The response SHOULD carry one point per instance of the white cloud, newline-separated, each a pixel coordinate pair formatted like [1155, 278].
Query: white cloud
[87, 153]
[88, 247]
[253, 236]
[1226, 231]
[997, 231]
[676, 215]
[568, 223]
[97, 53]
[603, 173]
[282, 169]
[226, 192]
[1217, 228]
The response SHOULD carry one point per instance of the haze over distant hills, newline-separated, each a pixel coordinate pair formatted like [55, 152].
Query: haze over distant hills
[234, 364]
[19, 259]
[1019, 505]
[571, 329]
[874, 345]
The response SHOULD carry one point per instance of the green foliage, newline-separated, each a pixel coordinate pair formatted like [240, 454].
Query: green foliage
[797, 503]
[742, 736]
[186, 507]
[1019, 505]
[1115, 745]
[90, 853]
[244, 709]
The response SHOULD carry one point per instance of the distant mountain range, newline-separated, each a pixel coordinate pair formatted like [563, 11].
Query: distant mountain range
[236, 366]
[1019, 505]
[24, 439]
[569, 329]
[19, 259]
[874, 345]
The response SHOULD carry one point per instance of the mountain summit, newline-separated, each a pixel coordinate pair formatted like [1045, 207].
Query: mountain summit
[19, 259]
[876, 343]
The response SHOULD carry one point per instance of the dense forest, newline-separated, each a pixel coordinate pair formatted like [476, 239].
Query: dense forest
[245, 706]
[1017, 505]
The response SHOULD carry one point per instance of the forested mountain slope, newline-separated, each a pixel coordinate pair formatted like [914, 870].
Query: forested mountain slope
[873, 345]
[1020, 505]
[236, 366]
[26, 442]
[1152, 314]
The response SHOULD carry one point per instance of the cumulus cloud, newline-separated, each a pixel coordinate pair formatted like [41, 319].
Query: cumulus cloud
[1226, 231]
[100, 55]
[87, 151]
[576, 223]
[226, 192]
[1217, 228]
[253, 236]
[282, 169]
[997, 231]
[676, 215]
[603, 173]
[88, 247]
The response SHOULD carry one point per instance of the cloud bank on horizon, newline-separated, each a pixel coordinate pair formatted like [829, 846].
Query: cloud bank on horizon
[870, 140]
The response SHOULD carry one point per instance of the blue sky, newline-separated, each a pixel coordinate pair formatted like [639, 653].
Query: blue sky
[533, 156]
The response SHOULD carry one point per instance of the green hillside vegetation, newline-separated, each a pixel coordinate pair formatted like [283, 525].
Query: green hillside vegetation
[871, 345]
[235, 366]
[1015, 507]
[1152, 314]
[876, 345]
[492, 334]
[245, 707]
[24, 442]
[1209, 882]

⁂

Your objective: In the entries above, restate word for word the lines between the one holding "Query: blue sky" and the one holding "like [283, 525].", inclusive, and nothing besides.

Solution for this exercise:
Query: blue sky
[533, 156]
The response SHOULD carry one point per instance of the green hillside vegetation, newline-separated, each a pixel coordinate pair formatted like [283, 525].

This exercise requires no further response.